##### Source records
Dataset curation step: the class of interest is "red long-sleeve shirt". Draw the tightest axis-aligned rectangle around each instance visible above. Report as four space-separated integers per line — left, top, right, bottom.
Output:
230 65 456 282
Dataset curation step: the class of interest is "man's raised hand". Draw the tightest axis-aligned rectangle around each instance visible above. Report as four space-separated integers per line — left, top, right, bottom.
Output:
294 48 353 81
##########
##### Source records
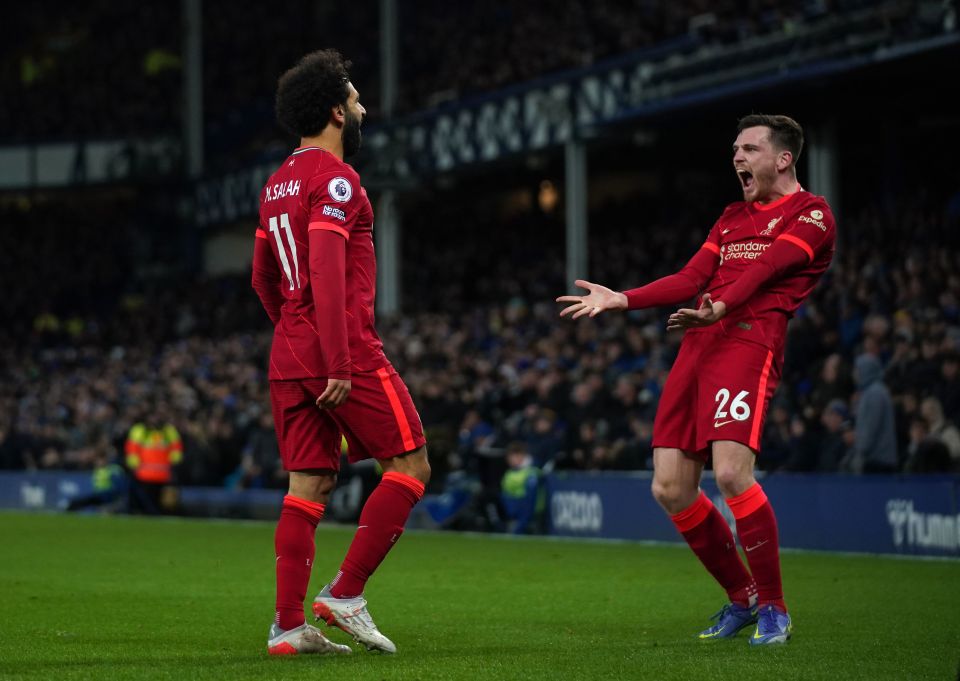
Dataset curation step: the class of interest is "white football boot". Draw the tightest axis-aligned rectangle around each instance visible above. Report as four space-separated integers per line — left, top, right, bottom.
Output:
##########
■ **Task goal**: Count the lines in the entries above that include the string "space", then give only that figure.

■ **Exercise output**: 3